**Exercise instructions:** Which lines of the data contain the string "shorts"? Copy every one.

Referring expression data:
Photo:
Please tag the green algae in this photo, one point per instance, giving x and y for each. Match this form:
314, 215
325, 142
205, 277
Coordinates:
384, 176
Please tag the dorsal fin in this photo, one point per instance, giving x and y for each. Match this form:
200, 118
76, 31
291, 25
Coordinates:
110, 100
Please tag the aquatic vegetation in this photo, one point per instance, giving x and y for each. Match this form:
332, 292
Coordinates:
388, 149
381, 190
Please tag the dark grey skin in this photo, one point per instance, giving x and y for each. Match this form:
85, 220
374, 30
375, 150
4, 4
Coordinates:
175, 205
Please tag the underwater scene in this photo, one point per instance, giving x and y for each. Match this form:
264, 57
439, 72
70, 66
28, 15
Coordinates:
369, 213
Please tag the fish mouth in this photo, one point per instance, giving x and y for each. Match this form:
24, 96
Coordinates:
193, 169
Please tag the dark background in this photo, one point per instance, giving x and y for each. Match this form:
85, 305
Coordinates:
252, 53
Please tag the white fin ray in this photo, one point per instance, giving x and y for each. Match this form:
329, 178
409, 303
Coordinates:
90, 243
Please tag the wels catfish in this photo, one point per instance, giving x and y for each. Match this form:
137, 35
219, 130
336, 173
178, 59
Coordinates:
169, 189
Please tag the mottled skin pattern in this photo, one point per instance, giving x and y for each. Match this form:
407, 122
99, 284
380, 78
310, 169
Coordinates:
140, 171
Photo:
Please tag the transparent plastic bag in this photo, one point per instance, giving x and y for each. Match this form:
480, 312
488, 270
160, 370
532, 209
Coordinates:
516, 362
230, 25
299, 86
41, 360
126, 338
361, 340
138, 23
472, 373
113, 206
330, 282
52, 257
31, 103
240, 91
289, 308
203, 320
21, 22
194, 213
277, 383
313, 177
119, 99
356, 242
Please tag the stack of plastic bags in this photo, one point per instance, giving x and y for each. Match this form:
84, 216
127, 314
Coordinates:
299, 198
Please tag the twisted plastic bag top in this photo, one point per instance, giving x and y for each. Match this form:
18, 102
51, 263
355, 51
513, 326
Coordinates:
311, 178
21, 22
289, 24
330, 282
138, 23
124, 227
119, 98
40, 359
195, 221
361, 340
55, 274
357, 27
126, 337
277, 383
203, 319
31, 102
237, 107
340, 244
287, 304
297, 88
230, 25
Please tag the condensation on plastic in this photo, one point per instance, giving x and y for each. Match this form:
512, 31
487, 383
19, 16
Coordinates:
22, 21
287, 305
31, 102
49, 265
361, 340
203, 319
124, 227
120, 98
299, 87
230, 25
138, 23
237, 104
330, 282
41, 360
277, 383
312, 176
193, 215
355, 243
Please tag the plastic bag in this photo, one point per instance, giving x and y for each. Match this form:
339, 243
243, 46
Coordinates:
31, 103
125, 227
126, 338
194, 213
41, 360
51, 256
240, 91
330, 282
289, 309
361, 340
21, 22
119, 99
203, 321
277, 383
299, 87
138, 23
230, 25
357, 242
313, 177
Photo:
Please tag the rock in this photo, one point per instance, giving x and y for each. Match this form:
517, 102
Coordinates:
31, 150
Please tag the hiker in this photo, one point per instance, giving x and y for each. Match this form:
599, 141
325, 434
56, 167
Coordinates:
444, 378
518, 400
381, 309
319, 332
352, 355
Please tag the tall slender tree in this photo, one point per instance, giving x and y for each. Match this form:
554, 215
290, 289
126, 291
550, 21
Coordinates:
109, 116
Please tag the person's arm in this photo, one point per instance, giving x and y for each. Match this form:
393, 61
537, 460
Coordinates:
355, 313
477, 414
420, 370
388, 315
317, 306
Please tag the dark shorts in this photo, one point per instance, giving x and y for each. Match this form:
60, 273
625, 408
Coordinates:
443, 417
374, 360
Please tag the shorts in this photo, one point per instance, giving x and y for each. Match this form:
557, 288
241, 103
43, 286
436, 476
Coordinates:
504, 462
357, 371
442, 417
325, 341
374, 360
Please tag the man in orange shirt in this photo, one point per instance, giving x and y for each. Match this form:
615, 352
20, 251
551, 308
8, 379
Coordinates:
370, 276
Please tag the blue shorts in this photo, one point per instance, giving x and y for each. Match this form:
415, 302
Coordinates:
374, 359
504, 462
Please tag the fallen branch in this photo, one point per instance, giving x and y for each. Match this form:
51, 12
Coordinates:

**Task result:**
Please tag the dark shorts in this photo, one point per instance, giving x and y for each. Match this form:
Please tag the shorts in this photo, one point per instance, giving x and y for each. Match this form:
Please tag the blue shorts in this photo, one point per instance, giving x and y for each. Match this form:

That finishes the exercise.